**Problem**
Retype the tail of the data exactly, starting at the line containing "of the sneaker" and stopping at the last line.

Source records
○ ○ ○ ○ ○

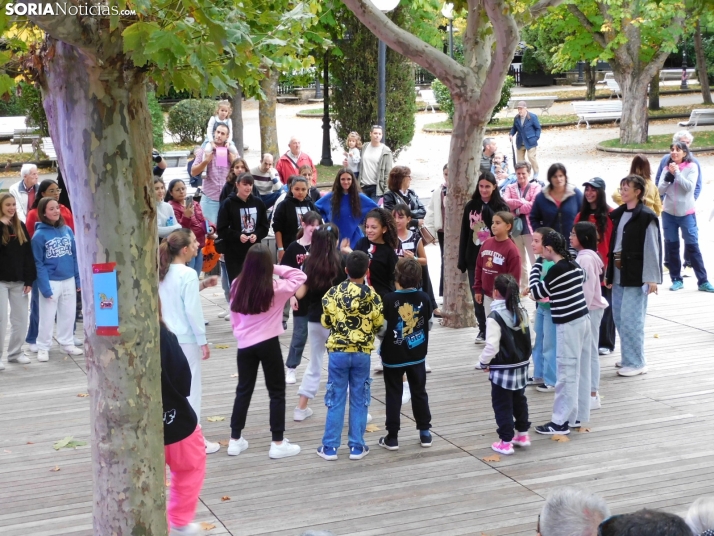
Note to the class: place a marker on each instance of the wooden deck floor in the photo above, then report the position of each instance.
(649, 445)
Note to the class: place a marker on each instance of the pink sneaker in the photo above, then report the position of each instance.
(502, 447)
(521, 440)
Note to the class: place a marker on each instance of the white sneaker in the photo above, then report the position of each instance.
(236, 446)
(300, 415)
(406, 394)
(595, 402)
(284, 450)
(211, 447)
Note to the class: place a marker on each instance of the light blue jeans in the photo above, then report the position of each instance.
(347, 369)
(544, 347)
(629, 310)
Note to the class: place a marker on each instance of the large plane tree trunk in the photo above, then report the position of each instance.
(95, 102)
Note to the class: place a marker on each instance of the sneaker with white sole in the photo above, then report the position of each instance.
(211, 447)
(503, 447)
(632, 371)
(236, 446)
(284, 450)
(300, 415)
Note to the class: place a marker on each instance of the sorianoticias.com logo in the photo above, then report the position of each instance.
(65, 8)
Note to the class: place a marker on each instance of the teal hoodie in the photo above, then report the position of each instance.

○ ○ ○ ○ ○

**Reply to the task**
Note to the class: place a marker on each instance of the sneaker with white sole in the photo above, then report the position of each instance.
(211, 447)
(503, 447)
(632, 371)
(236, 446)
(284, 450)
(300, 415)
Note to the class: place a marker on each instance of the sorianoticias.com logo in the photo above, then report the position of each instance.
(65, 8)
Note to the class: place a marker on each instance of the teal hoodie in the photo above, then report the position of each instance.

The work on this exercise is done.